> PROBLEM TO WORK ON: Could you continue the passage about Bindhi's mangrove exhibition at Durbar Hall Art Gallery from its final sentence?

The artist had lost several of her works during the deluge. Even more was given away to aid fundraising and help those who have lost their home in the floods.
Even then, 25 works — 24 from the current series and one from her previous exhibition at Florence Biennale — adorn the walls of Durbar Hall Art Gallery, inviting the public to see that which they had inadvertently overlooked, to introspect, and even imagine.
As for the mangrove sculpture, Bindhi says, 'It's for those who don't yet know what a mangrove looks like.' For, indeed, the paintings can never quite tell the complete picture, can it? Only fragments. Only what's needed. They tease an idea, conjure an emotion, draw the beholder into the complex puzzle that his web of mangrove roots invariably is.

> DATA PROVIDED:
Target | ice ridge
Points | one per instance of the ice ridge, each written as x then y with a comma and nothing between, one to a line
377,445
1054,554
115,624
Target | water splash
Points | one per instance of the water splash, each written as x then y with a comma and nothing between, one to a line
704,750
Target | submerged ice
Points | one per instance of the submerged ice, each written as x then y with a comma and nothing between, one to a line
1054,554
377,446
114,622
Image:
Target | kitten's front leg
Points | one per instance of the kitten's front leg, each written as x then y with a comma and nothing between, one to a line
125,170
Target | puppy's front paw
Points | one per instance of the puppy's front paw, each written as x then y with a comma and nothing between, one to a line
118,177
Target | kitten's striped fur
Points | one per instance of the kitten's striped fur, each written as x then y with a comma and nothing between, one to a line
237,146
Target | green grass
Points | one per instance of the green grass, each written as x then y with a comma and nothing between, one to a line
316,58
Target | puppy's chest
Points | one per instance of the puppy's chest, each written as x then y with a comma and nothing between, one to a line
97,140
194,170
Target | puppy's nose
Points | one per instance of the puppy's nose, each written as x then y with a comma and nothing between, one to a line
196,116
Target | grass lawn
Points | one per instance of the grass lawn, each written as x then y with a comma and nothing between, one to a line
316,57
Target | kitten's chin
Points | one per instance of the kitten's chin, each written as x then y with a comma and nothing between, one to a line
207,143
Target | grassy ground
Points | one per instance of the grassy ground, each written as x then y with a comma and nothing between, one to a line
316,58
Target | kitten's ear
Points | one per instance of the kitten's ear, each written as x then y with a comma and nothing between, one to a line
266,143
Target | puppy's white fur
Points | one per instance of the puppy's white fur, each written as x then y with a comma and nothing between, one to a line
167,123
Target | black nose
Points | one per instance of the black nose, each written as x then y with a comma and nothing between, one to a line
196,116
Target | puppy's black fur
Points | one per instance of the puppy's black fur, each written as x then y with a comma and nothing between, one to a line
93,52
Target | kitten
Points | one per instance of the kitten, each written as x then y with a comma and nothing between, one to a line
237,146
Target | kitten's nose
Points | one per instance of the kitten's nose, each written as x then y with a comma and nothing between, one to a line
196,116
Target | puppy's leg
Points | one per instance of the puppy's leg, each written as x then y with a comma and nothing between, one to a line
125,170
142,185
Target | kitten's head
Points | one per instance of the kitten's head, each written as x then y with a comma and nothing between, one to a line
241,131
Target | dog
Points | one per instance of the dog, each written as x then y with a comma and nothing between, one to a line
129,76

> EXERCISE RESPONSE:
Bindhi's affinity is not limited to just mangroves, of course. Her own cats and a plethora of animals, too, feature in her works. The inspiration: the recent human-wild animal conflict on Kerala's forest fringes.
'It's man-made, isn't it?' she asks. 'We took away their home and reduced the forest where they grazed, hunted and scavenged. They are just walking the same path as always, where we have encroached and constructed buildings,' Bindhi elaborates.
'This place is for all of us — the mangroves, the animals, and also us. We don't have ownership of the Earth. That's what I intend to convey, the message of my works,' Bindhi signs off.